抜粋 >>
----------------------------------------
日本経団連タイムス No.2961 (2009年7月30日)

「日米EPAに関する共同声明」発表

−オバマ政権との「戦略経済対話」設置等求める/アメリカ委員会と在日米国商工会議所


日本経団連のアメリカ委員会(長谷川閑史委員長)は21日、東京・大手町の経団連会館で会合を開き、「日米EPAに関する経団連アメリカ委員会・在日米国商工会議所(ACCJ)の共同声明」を発表するとともに、国際大学研究所の信田智人教授から、オバマ政権の外交・通商政策について講演を聴いた。
アメリカ委員会では、米国経済団体とも協力し、日米EPAの実現を働きかけている。その一環として、ACCJとともに両国経済界の関心事項や協力可能な分野等について検討を行い、共同声明として取りまとめた。

<共同声明概要>

■ 「戦略経済対話」の設置

現下の世界的な金融・経済危機の克服の必要性にかんがみ、両国政府の日米経済連携の強化に向けた一層の努力を求める。
その一環として、日米経済関係にとって重要な長期的・戦略的課題を取り上げる両国政府間の「戦略経済対話」を設置すべき。閣僚による定期的な会合の開催を通じ、両国の経済課題の戦略的優先順位を決定し、実務作業に方向性と推進力を与えつつ、政治的な支持を得ていく必要がある。
----------------------------------------
データ抜粋 >>
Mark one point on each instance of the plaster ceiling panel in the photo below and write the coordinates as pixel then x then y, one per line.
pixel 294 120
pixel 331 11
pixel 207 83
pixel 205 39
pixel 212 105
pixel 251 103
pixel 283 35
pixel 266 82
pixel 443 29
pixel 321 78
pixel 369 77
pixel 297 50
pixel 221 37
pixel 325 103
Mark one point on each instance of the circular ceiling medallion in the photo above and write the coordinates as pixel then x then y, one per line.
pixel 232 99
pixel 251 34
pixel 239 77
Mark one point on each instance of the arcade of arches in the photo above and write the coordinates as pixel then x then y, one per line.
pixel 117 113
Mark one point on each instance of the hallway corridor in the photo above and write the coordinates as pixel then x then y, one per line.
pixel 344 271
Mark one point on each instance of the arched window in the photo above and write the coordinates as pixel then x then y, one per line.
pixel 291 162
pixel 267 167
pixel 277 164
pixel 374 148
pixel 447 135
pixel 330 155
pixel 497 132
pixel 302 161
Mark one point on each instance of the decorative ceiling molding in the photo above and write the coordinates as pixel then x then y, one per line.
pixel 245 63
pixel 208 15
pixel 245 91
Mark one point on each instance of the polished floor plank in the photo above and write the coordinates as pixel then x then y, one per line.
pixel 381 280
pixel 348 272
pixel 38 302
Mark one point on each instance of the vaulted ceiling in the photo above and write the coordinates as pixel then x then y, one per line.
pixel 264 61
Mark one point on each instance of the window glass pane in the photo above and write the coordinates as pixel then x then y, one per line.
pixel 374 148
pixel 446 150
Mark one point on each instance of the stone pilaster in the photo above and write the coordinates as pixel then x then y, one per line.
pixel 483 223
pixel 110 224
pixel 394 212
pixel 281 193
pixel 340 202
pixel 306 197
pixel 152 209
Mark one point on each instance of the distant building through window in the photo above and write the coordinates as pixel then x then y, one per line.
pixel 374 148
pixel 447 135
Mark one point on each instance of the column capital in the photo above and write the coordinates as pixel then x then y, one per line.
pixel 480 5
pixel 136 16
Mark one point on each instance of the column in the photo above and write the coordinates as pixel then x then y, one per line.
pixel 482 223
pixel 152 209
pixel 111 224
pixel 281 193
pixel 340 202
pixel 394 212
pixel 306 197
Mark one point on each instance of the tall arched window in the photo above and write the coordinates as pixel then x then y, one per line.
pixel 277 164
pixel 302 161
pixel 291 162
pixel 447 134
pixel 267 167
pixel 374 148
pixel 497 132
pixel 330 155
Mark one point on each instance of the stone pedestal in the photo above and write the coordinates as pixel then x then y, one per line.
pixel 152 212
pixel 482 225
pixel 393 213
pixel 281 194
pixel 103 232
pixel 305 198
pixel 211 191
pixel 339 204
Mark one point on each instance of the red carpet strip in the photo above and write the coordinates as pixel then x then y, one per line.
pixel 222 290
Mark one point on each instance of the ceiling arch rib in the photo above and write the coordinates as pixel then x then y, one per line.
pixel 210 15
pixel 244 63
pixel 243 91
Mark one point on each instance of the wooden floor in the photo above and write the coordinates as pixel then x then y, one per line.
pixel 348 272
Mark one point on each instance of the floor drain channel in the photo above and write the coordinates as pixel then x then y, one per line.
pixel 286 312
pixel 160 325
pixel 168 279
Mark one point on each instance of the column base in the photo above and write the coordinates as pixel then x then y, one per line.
----------------------------------------
練習問題 >>
a) 抜粋の最後の段落で、閣僚による定期的な会合の開催を通じて行うべきとされていることを、すべて挙げてください。
b) 抜粋のうち、「日本経団連タイムス No.2961 (2009年7月30日)」で始まり「商政策について講演を聴いた。」までの部分を、一字一句そのまま書き写すこと。

問題別解答 >>
a)
・両国の経済課題の戦略的優先順位を決定する
・実務作業に方向性と推進力を与える
・政治的な支持を得ていく

b)
日本経団連タイムス No.2961 (2009年7月30日)

「日米EPAに関する共同声明」発表

−オバマ政権との「戦略経済対話」設置等求める/アメリカ委員会と在日米国商工会議所


日本経団連のアメリカ委員会(長谷川閑史委員長)は21日、東京・大手町の経団連会館で会合を開き、「日米EPAに関する経団連アメリカ委員会・在日米国商工会議所(ACCJ)の共同声明」を発表するとともに、国際大学研究所の信田智人教授から、オバマ政権の外交・通商政策について講演を聴いた。